Material provided:
# # # #

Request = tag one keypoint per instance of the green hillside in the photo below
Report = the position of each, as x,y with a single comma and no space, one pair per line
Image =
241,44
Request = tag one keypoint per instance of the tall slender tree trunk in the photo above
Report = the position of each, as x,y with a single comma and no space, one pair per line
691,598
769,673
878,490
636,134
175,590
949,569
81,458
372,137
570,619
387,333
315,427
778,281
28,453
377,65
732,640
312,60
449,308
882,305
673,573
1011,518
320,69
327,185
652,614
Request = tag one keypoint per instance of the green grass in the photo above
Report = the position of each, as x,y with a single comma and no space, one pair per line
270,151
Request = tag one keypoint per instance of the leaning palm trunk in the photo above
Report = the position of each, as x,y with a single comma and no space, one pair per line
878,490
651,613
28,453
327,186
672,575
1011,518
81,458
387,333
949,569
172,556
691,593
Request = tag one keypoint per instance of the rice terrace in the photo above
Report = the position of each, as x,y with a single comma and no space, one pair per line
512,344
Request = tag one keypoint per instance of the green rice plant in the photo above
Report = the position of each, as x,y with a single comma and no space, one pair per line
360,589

# # # #

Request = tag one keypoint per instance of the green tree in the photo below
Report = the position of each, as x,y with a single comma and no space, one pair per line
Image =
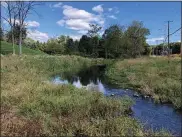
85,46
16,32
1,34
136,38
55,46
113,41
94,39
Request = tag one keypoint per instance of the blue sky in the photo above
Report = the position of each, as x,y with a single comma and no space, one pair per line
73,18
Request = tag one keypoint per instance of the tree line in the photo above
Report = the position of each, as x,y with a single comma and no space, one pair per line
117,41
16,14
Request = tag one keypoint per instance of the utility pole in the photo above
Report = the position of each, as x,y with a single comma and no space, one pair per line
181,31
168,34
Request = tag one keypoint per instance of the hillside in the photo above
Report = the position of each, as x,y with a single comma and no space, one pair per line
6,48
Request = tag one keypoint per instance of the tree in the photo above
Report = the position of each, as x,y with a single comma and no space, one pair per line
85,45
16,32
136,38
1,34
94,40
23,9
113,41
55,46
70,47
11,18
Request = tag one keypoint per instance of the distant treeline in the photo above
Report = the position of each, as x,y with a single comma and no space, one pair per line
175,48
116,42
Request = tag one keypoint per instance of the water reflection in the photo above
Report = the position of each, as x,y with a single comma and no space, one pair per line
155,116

# # # #

Pick out every line above that contains the word "below" and copy each one in full.

Request = tag one keypoint per instance of the green hillside in the photo below
Request = tag one keypoint per instance of the green tree in the photo below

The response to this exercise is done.